┌─ Supplied data

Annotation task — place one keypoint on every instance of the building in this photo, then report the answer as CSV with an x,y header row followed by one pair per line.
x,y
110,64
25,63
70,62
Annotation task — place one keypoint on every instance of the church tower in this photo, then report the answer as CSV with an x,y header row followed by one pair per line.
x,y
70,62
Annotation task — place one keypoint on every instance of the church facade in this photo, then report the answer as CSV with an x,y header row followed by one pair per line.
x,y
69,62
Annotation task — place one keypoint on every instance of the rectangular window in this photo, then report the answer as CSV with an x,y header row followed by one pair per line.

└─
┌─ Supplied data

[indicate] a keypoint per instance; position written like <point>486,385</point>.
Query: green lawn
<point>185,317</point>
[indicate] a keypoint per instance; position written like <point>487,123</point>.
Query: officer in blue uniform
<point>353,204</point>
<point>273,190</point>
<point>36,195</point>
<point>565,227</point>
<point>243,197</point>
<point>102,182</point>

└─
┌─ Supplied data

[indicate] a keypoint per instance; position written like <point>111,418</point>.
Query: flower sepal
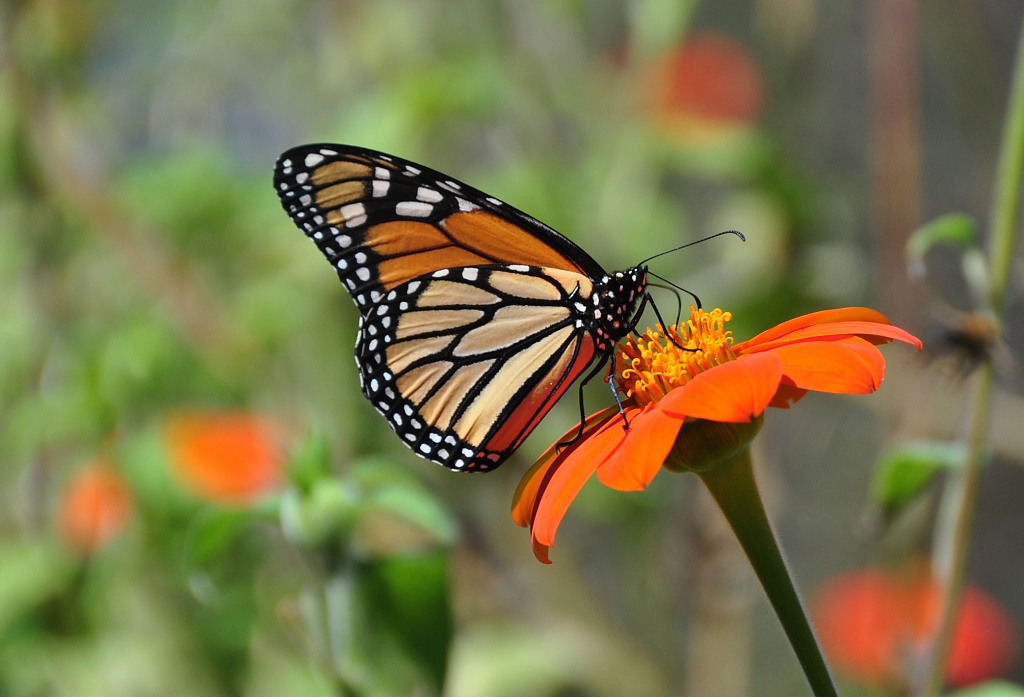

└─

__Requirement__: Reproduce the lines from the one containing "written like <point>487,123</point>." through the one containing "<point>102,182</point>", including both of those lines.

__Solution__:
[indicate] a keypoint per instance; position written like <point>487,123</point>.
Query: officer in blue uniform
<point>353,204</point>
<point>273,190</point>
<point>36,195</point>
<point>565,227</point>
<point>243,197</point>
<point>102,182</point>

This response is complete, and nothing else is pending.